__Problem requirements__: Quote the forum thread on steel frames from "I am trying" to "best ride quality?".

__Passage to read__:
[BEGIN]

# Steel ride quality and questions on frames



## VERT1 (Mar 1, 2006)

I have been riding a SS for many many years now and have had quite a few steel frames, mostly they have been 4130 and I had a Columbus Zona custom built frame.

My current frame is a Gen 1 DMR Trailstar which I have been riding for a couple of years and I am looking to upgrade the frame to something lighter weight and more comfortable to ride and more XC orientated.

I see there are many different quality steel frame types on the market now and I dont really know the difference to the types of steel they use.

A friend raves on about True Temper Platinum OSX which he has 2 Kona frames made of. I cant find any frames made of this stuff for sale new or 2nd hand.

I am trying to decide between a Sanderson Soloist 853 or a Soma 4one5 Tange Prestige, both these frame are lightweight (for steel) but which of these 2 would have the best ride quality?

[END]

__Data shown__:
[BEGIN]

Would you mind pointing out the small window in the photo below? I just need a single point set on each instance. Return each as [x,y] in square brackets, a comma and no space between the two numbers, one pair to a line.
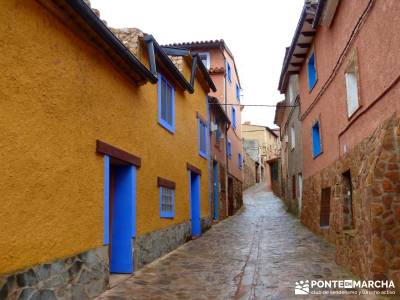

[END]

__Completed task__:
I am trying to decide between a Sanderson Soloist 853 or a Soma 4one5 Tange Prestige, both these frame are lightweight (for steel) but which of these 2 would have the best ride quality?